The shortcoming of the process, at that time, was the low yield of the first step. To improve the yield, we investigated various basic conditions. When sodium tert-butoxide in dimethyl sulfoxide (DMSO) was used at room temperature, the starting material was smoothly consumed but the desired enamine 5 was not obtained. Instead, another compound (compound A) was obtained; analysis of this compound by electrospray ionization mass spectrometry (ESI–MS) showed that its molecular weight was the same as that of enamine 5 (m/z 337). Thus, under the conditions using sodium tert-butoxide, the Smiles rearrangement occurred to form aminoketone 4, which underwent a dehydrative transformation. IR spectroscopic analysis of compound A confirmed the presence of functional groups. The resultant IR spectrum unexpectedly showed the absence of peaks for both carbonyl and nitro groups.
We considered likely reactions after the Smiles rearrangement under these conditions to elucidate the structure of compound A. Deprotonation of the ketone by tert-butoxide would form enolate 7 (Scheme 17.2). Because the nitro group had to disappear, the enolate likely reacted with the nitro group as in an aldol condensation, during which water is eliminated, to form a C–N double bond. Enolization of the resultant ketone 8 would generate an aromatic compound. The structure that would be obtained is a 3-hydroxyquinoline N-oxide, which can explain the results of the MS and IR analyses showing m/z 337 and a lack of nitro and carbonyl groups, respectively. The structure, however, was so unfamiliar to us that we did not trust our assumptions. To determine whether related molecules were known, we searched a database (SciFinder). As a result, we found a natural product: aurachin B [1].
The 1H-NMR data reported for aurachin B in the literature are similar to those of our compound [2]. The chemical shift of the proton at the 8-position of the quinoline core in aurachin B was reported to be 8.75 ppm, whereas the corresponding peak in the 1H-NMR spectrum of our compound was observed at 8.76 ppm. We speculate that these peaks were substantially shifted downfield because of the influence of the N-oxide. After obtaining additional spectroscopic data, including 2D-NMR spectra, we concluded that compound A was a quinoline N-oxide.

----------

- SHORT TASK 1 -
Select every line in the rows below that contains the string "hill" and copy each one out.

[Dataset rows on where objects appear]
----------

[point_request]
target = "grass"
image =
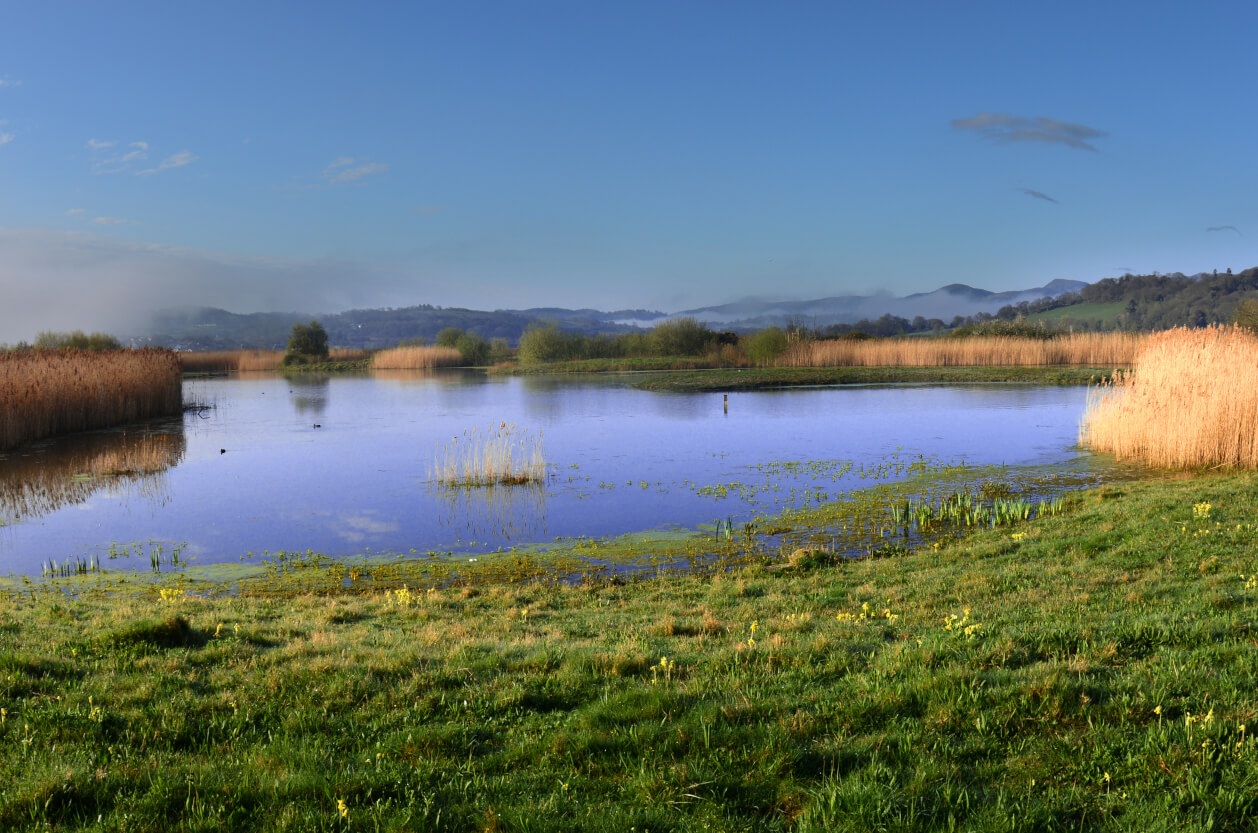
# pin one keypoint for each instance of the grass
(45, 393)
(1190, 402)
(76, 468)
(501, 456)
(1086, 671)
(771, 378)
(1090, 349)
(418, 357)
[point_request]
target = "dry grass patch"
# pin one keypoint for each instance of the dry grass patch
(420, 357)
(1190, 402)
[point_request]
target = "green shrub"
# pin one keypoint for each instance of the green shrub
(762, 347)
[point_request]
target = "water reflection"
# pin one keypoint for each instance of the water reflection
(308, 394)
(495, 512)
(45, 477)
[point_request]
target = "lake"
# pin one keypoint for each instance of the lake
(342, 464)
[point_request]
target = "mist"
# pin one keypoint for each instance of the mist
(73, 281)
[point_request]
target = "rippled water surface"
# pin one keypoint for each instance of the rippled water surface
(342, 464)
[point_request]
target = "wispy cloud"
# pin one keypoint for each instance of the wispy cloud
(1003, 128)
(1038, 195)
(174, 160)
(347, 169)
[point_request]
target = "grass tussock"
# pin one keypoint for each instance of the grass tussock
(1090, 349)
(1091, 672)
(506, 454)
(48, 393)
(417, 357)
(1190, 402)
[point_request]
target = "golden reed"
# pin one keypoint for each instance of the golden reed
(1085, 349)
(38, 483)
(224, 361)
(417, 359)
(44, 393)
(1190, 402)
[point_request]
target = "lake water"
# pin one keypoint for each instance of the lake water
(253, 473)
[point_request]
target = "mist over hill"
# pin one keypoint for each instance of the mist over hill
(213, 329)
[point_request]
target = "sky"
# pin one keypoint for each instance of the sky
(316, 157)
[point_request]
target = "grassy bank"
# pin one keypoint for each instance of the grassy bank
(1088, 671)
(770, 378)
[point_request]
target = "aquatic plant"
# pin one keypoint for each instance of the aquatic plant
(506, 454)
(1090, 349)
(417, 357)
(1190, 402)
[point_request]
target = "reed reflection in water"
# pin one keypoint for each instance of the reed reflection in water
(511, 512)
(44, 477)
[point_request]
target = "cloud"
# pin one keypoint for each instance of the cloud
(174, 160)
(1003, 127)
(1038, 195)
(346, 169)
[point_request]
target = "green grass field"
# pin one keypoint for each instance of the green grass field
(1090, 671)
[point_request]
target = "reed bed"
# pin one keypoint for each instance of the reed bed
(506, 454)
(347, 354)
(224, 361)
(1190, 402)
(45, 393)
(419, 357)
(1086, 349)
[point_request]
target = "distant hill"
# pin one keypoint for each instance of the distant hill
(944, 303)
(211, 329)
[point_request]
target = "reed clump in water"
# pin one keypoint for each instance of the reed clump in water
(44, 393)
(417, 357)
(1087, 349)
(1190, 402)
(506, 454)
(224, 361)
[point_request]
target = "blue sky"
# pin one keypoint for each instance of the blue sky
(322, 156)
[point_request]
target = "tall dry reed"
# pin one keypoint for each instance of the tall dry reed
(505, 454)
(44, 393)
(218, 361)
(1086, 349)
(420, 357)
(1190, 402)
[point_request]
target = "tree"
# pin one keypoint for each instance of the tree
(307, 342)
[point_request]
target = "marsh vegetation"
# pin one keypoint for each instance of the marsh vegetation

----------

- SHORT TASK 2 -
Copy the passage from the compound A excerpt, starting with "The 1H-NMR data" and going on through "a quinoline N-oxide.", without altering a word.

- ANSWER 1 -
target = "mist over hill"
# pin one keypoint for each instance of the mist over hill
target = "distant hill"
# pin one keypoint for each instance of the distant hill

- ANSWER 2 -
The 1H-NMR data reported for aurachin B in the literature are similar to those of our compound [2]. The chemical shift of the proton at the 8-position of the quinoline core in aurachin B was reported to be 8.75 ppm, whereas the corresponding peak in the 1H-NMR spectrum of our compound was observed at 8.76 ppm. We speculate that these peaks were substantially shifted downfield because of the influence of the N-oxide. After obtaining additional spectroscopic data, including 2D-NMR spectra, we concluded that compound A was a quinoline N-oxide.